Colorectal is a combination of two words – colon and rectum. Colorectal cancer affects the large bowel, the end portion of the digestive tract which holds the undigested food awaiting to be eliminated.
The colon is about 5 to 6 feet long and 2.5 inches in diameter. The rectum is the last 6 to 8 inches of the colon which ends at the anus.
A reported released by the American Institute of Cancer Research (16 Feb. 2009) estimated that approximately 45% of colon cancer cases and 38% of breast cancer cases in the US are preventable through diet, physical activity and weight maintenance.
Diet high in animal fat and meat products is associated with increased rate of colorectal cancer. Diet high in vegetable and cereal fibers decreased colorectal cancer rate.
This cancer is often called the silent killer. In most people the cancer does not show any obvious symptoms at its early stage. One early symptom, in some patients, is the tumour may bleed on and off giving out a small amount of blood. Sometimes, such bleeding is hardly noticeable.
Colorectal cancer represents 12.5% of the total cancer cases we have seen at CA Care. It is the third most common cancer we have encountered. Almost all patients who came to see us have underwent medical treatments. Surgery was the most popular option, followed by chemotherapy and radiotherapy.
The prognosis of the disease is poor if the cancer has spread to other parts of the body. This is considered as Stage 4. The five-year survival is only 5%.
However, if the cancer is at its early stage, e.g., Stage 1 and 2, the five-year survival is 90% and 85% respectively.
How effective is surgery? If the cancer is at its early stage, surgery may extend your life. However, if the cancer has already spread, the benefit of surgery questionable except in cases of blockage.
How effective is chemotherapy? It is a standard practice that after surgery, patients are asked to undergo chemotherapy. Sometime, when the doctor does not think chemotherapy is indicated, patients themselves requested for chemotherapy to make them feel safe. This is the perception – chemotherapy is a must and is the answer, otherwise you die from not doing it.
I started to read reports in medical journals about chemotherapy and colorectal cancer. I must say that I could not believe my eyes and could not believe what I was reading was true. The above perception is not true at all.

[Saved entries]

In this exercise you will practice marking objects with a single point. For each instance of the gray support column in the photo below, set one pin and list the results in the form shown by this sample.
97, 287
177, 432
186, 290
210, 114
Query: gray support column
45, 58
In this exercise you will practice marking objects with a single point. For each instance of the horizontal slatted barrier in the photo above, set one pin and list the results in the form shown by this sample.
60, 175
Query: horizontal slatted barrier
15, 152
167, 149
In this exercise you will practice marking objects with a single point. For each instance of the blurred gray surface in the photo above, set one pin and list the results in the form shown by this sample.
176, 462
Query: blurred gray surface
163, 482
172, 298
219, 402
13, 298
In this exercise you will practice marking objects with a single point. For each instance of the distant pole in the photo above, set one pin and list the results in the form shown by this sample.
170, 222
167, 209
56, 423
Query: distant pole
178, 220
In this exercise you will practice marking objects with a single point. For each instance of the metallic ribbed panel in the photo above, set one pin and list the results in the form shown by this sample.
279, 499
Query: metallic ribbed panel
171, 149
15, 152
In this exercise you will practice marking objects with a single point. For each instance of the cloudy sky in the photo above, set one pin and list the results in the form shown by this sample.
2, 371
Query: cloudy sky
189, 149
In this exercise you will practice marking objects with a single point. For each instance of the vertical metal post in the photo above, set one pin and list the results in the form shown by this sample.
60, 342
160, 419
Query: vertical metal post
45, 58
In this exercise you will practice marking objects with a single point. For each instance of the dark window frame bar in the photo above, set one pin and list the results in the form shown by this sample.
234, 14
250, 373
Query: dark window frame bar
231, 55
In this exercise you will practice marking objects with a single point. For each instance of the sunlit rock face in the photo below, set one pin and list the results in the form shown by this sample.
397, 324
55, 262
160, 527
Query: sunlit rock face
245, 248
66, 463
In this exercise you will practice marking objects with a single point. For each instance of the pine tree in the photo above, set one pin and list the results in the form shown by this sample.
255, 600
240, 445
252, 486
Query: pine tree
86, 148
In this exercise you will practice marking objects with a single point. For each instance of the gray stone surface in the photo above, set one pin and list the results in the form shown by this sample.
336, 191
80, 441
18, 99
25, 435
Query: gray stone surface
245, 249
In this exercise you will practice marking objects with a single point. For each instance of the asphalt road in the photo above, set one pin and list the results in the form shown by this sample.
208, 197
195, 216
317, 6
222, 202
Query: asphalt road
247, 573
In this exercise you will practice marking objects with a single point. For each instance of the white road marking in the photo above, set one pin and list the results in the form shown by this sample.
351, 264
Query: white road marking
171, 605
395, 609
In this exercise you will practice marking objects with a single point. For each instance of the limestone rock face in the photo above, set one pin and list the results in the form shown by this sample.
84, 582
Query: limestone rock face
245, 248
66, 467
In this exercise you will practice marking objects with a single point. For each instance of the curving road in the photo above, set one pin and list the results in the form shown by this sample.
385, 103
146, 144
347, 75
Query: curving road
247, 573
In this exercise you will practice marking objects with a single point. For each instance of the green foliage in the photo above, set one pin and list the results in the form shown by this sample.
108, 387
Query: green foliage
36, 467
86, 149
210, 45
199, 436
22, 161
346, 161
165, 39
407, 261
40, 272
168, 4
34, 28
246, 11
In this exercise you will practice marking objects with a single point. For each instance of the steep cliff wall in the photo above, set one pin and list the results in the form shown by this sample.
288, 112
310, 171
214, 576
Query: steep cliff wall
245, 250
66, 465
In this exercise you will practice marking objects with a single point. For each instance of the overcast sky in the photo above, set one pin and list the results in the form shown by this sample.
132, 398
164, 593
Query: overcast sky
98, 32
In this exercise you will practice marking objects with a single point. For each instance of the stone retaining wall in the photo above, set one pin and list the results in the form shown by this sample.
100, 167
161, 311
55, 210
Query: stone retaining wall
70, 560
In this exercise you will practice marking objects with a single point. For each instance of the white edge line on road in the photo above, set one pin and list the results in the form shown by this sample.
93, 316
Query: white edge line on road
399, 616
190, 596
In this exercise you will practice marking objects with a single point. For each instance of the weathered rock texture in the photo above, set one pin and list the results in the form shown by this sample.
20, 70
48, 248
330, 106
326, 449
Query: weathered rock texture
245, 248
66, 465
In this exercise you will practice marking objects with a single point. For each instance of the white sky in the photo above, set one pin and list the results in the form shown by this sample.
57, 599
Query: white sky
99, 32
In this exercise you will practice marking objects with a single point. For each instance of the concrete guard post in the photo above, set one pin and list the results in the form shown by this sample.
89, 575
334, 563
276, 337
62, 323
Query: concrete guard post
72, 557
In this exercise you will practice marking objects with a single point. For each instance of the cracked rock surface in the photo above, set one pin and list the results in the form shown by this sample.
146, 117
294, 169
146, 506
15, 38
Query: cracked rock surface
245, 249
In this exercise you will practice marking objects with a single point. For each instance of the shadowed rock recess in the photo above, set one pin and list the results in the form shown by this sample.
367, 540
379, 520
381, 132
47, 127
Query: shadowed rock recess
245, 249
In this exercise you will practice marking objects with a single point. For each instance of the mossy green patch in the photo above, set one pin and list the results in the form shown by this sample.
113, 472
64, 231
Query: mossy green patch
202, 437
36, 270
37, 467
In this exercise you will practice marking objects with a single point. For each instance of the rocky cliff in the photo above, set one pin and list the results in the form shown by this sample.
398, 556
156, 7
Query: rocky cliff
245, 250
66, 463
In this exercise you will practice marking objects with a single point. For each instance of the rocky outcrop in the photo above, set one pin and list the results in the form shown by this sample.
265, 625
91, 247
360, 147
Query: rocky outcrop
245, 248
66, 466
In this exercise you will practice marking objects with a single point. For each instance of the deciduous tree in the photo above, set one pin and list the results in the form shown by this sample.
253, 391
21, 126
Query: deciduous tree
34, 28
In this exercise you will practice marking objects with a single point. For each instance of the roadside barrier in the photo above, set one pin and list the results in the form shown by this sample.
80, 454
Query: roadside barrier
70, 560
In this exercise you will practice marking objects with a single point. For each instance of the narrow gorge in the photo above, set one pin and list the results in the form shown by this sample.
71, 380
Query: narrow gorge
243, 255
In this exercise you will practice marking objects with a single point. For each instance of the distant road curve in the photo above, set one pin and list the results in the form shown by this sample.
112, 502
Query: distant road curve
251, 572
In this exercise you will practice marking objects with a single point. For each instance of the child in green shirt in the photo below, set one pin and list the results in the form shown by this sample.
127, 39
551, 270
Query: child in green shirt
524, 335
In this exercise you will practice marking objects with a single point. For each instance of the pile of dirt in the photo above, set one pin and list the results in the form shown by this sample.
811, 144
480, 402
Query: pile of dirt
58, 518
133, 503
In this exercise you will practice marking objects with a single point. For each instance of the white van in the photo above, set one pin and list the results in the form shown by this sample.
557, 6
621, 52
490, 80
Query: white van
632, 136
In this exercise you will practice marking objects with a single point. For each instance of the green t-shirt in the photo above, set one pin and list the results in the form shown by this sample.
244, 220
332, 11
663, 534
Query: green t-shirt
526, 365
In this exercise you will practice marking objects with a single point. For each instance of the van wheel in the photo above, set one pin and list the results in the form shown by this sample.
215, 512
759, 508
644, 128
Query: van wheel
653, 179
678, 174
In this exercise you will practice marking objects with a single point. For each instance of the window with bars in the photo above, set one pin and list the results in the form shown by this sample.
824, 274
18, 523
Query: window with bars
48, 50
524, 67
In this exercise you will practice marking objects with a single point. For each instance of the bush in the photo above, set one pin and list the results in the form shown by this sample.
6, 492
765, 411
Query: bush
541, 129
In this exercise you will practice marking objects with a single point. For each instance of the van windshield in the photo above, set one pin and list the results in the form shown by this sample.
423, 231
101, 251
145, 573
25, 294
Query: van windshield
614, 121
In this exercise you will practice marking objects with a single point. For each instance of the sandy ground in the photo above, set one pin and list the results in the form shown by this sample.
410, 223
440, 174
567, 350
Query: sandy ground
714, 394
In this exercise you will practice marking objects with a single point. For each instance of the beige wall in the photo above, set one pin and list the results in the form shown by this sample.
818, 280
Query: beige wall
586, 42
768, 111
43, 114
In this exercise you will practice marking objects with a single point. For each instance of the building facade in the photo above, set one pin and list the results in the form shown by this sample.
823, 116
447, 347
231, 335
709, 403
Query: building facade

• **What you have to do**:
Resume the colorectal cancer text, starting right after its last sentence. The saved entries have nothing to do with the colorectal cancer text.

• **Response to this exercise**:
The data in the paper by Wolmark et al. (J Nat Cancer Inst. 80:30-36, 1988; NSABP protocol C-01), is as follows:
Surgery only – 5-year survival (%) was 59
Surgery + 5-FU + semustine + vincristine - 5-year survival (%) was 67
This paper reveals the shocking truth:
1. Patients do not die if they do not undergo chemotherapy. The perception I had was without chemotherapy, colon cancer patients would die. If not all of them, at least a great majority of them would die. But the data shows that after five years, 59% of patients are still alive even without chemotherapy.
2. What happen if patients had undergone chemotherapy? I expected almost all or a great majority of them to be alive at the end of five years. No, the data shows only 67% of them survived, and 33% of patients or one-third of them still die.
The difference of five-year survival between chemotherapy and no chemotherapy group is only 8%. From the academic point of view, the result is good, but I am not sure if cancer patients are happy about this. I believe this is not what patients are looking for. They are seeking for a real complete cure. If 100% cure is not possible, at least they expect a much greater chance than 8%.
One question comes to mind: Can this slim margin of 8% not be achieved by some other non-invasive ways? For example, does it ever occur to people that by just taking herbs and adopting a healthy diet and exercise, we can also increase our chances of healing colorectal cancer? I dare say too that the result could be better than 8% as in chemotherapy!
Chemotherapy causes severe side effects in most patients. With only a 8% benefit, is it worth the money spent and the risk?